Copy these lines word for word, starting with the first line and ending after the line that contains "(325, 1017)".

Named object pointing entries
——

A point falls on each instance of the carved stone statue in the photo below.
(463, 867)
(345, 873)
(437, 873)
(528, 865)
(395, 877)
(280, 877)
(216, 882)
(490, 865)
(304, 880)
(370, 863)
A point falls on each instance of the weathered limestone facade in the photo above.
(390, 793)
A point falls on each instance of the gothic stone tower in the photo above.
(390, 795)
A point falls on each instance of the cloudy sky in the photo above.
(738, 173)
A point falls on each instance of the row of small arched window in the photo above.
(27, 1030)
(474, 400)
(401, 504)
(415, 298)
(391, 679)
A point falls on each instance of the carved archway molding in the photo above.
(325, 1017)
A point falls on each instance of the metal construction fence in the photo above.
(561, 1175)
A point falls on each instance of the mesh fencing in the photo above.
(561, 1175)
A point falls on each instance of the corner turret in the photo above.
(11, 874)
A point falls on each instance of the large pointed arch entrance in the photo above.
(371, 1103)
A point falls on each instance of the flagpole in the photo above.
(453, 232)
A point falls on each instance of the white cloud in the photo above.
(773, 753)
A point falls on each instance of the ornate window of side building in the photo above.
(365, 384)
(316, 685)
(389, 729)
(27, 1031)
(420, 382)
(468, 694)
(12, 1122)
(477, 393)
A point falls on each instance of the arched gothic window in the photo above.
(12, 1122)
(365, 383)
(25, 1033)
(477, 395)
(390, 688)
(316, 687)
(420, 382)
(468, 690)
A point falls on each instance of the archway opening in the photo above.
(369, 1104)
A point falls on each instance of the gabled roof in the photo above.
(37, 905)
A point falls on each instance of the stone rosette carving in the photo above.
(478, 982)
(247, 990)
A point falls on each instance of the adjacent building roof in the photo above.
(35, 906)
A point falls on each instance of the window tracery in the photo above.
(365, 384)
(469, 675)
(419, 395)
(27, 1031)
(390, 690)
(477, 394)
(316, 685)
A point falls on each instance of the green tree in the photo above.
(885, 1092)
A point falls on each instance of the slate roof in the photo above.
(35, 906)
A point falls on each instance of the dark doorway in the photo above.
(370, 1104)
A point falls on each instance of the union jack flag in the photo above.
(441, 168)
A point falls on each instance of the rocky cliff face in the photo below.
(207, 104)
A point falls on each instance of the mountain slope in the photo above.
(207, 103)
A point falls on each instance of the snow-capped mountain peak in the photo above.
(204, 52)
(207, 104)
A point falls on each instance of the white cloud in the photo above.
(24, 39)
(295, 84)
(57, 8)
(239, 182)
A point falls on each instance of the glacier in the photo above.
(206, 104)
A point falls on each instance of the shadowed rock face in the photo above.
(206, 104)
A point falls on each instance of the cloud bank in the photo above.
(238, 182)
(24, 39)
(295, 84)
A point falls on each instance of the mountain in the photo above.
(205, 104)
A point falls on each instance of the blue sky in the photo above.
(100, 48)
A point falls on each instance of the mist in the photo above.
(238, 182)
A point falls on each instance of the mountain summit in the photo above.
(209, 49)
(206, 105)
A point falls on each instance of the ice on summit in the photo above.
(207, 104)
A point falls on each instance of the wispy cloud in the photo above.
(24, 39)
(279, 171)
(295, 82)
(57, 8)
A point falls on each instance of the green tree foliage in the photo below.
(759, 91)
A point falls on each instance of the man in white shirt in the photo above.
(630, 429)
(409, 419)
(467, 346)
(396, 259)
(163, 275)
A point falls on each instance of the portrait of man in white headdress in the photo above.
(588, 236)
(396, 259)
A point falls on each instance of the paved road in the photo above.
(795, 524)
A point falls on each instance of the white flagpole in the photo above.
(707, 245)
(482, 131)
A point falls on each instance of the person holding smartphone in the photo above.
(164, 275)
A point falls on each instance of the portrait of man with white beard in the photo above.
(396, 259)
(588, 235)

——

Answer for this exercise
A point falls on each instance of the carved stone statue in the photo below.
(463, 867)
(345, 873)
(437, 873)
(528, 865)
(395, 877)
(280, 877)
(216, 882)
(490, 865)
(304, 880)
(370, 863)
A point falls on each instance of the weathered limestone facade in the photo above.
(390, 793)
A point falls on each instance of the gothic stone tower in the photo above.
(390, 795)
A point falls on each instance of the cloudy sky in the photo above.
(738, 173)
A point falls on each instance of the row of small arched window in the photo above.
(27, 1030)
(474, 400)
(401, 504)
(415, 298)
(391, 679)
A point falls on each instance of the carved archway molding in the photo above.
(325, 1017)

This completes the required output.